Reproduce word for word the lines of the material from the line containing "the woman's face" through the end of the material, both ends included, and leave out any pictures.
— start Excerpted records —
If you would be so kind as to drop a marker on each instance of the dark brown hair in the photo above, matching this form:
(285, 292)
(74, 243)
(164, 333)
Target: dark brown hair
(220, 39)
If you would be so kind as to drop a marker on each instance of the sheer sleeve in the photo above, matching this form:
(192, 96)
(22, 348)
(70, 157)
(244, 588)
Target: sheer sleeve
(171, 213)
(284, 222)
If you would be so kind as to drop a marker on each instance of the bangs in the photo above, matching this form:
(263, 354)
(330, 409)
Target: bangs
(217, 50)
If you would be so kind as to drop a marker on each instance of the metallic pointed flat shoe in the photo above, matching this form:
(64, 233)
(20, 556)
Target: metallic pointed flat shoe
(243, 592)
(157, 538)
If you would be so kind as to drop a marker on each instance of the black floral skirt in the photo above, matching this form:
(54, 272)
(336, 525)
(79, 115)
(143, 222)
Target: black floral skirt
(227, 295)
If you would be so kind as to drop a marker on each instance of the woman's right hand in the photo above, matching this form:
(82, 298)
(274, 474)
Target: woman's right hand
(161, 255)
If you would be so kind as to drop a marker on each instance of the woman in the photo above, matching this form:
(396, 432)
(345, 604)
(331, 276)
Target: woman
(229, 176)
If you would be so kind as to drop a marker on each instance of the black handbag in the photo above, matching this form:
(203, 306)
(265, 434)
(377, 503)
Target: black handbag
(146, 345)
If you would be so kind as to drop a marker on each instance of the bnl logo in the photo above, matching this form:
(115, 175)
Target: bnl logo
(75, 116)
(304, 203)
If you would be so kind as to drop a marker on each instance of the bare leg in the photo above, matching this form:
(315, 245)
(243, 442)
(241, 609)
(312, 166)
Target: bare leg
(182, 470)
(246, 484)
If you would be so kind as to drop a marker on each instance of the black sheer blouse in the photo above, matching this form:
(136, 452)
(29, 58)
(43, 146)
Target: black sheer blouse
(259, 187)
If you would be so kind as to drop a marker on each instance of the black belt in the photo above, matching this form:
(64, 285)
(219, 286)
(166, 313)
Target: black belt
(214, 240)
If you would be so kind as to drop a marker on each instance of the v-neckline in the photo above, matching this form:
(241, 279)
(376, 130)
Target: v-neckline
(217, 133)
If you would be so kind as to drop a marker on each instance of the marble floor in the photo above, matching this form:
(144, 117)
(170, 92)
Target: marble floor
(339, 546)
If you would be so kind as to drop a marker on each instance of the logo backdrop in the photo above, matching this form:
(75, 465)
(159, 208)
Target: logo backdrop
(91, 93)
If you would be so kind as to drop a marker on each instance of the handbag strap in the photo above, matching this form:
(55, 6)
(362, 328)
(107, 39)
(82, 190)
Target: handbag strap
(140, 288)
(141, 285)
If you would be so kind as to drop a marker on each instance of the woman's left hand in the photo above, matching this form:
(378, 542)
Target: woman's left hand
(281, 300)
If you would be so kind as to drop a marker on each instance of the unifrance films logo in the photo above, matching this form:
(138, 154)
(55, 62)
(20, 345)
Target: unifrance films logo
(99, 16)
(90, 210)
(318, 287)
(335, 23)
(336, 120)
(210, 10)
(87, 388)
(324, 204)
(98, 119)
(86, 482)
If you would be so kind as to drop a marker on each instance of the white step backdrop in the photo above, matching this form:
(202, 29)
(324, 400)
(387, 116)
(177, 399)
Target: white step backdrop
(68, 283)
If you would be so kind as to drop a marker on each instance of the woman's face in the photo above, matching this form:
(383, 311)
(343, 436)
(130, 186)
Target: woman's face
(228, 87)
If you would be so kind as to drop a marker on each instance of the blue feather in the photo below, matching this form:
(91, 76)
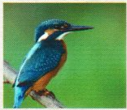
— end Excerpted records —
Expected answer —
If you would be so kind as to drop a marker on each instance of the woman's face in the photo above, matching this form:
(383, 311)
(343, 436)
(130, 186)
Target: woman's face
(228, 87)
If you would be so kind as to drop a marker on each instance of the blue feather in the photo below, matching this form:
(91, 76)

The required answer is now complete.